=== Begin Enclosure ===

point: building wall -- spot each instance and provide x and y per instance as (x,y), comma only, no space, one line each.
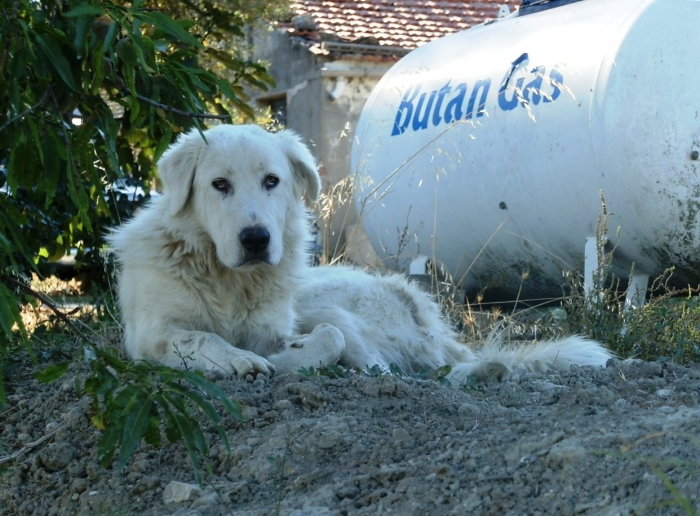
(326,123)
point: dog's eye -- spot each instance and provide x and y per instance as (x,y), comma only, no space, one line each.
(271,181)
(221,185)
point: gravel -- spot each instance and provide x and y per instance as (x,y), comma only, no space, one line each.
(590,441)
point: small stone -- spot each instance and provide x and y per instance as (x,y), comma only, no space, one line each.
(177,492)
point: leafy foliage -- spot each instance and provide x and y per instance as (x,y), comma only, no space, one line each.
(131,400)
(97,90)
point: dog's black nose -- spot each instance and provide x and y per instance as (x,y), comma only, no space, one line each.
(255,239)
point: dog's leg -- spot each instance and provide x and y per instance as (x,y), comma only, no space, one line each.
(321,347)
(205,351)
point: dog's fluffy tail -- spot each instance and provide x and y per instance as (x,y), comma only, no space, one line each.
(497,360)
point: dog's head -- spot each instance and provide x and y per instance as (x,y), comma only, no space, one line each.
(240,184)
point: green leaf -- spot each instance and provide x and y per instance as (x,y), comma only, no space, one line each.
(163,143)
(169,26)
(84,9)
(52,373)
(135,423)
(231,406)
(57,58)
(9,311)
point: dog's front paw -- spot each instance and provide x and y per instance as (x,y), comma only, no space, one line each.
(323,346)
(241,363)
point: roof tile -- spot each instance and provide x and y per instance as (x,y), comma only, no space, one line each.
(398,23)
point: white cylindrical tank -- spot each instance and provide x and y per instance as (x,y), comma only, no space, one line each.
(487,150)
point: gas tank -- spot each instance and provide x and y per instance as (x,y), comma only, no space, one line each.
(489,151)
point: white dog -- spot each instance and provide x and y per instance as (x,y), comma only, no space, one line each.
(215,275)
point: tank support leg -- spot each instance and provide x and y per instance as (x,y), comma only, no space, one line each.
(637,291)
(418,266)
(590,264)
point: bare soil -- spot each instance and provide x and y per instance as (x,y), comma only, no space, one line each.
(616,441)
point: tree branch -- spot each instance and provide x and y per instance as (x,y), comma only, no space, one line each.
(175,110)
(64,317)
(26,112)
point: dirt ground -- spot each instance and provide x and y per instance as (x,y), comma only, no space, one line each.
(616,441)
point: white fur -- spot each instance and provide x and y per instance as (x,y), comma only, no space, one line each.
(191,292)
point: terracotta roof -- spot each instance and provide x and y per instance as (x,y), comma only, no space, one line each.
(398,23)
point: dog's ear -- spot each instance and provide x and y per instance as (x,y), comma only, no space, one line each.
(177,166)
(303,163)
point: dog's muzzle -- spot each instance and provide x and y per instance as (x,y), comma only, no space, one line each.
(255,240)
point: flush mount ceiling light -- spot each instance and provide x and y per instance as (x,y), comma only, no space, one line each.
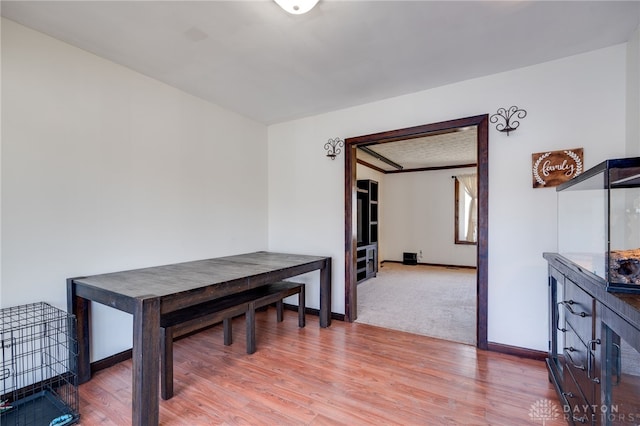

=== End Enclosure ===

» **WHAT YOU WILL DO**
Copy every record exactly, dropping the images.

» **ANSWER FOR THE TASK**
point: building wall -- spot each instance and provide x and y per instance as (x,y), comma only, no space, one line each.
(326,123)
point: dog's eye -- spot each instance and provide x and y per instance as (x,y), comma only, no space, one line each.
(271,181)
(221,185)
point: gravel -- spot each instance and provide x and y per instance as (x,y), comma only, no space, one line each.
(590,441)
point: small stone -- spot each instance and provide x and y per instance as (x,y), comma only, no space, one line each.
(177,492)
point: leafy foliage -- spot each instance and provide x and y per instance as (x,y), comma only, no space, one line each.
(131,400)
(97,90)
point: dog's black nose -- spot each instance and provide x and y per instance as (x,y), comma only, no space, one line each.
(255,239)
point: dog's leg -- spot each instance and provide x and y per instance as (x,y), comma only, no space, one line each.
(321,347)
(205,351)
point: dog's fluffy tail -- spot each instance and provide x and y per instance as (x,y), comma only, no space, one line each.
(497,360)
point: dog's head -- spot each instance and provide x and y per instance as (x,y), comma only, no space, one line each.
(240,184)
point: green leaf -- spot each instance and provide x and y per instance as (x,y), comma only, no space, one line each.
(163,143)
(169,26)
(84,9)
(52,373)
(135,423)
(231,406)
(57,58)
(9,311)
point: dog's front paw -- spot each instance and provide x and y per instance as (x,y), comma only, no space, one line each.
(323,346)
(241,363)
point: roof tile -- spot each instance and provide x and y per instance as (x,y), comma only, no space, one line each.
(398,23)
point: white cylindrical tank -- spot each instance and provide x and y per instance as (x,y), comma only, no space, one line each.
(487,150)
point: gas tank -- spot each instance and provide x and y per instance as (x,y), comma only, no space, one line each.
(489,151)
point: white dog -- spot each instance and provide x and y per instance as (x,y), comma only, no space, one line each.
(215,275)
point: tank support leg -- spot each instance and provide x and y per instance as (x,y), comma only, no space, one line each.
(637,291)
(418,266)
(590,264)
point: bare soil -- spot each instance and provide x and y per instance as (x,y), comma only, no space, one line each.
(616,441)
point: tree branch -- spot each instance and provide x and y per instance as (x,y), comma only, no space, one line each.
(175,110)
(64,317)
(26,112)
point: dirt ground -- spot each instance and provide x and y per instance as (x,y), comma only, no space, one line each.
(616,441)
point: white fur -- spot each instance and provide x and y per instance as (x,y), comma only, no space, one line each.
(191,292)
point: terracotta roof -- spot each instance and provide x and y per instance as (x,y), comma only, no space, one line each.
(398,23)
point: dog's ear -- spot each instance and provide x and y per instance as (x,y), comma only, no space, one line each.
(177,166)
(303,163)
point: dog's muzzle -- spot each instance and provide x and y per instance as (x,y), comma only, no space, one line each.
(255,240)
point: flush mount ceiling light -- spot each instance and provide x and y per instance as (x,y), comma only, no space, one line each.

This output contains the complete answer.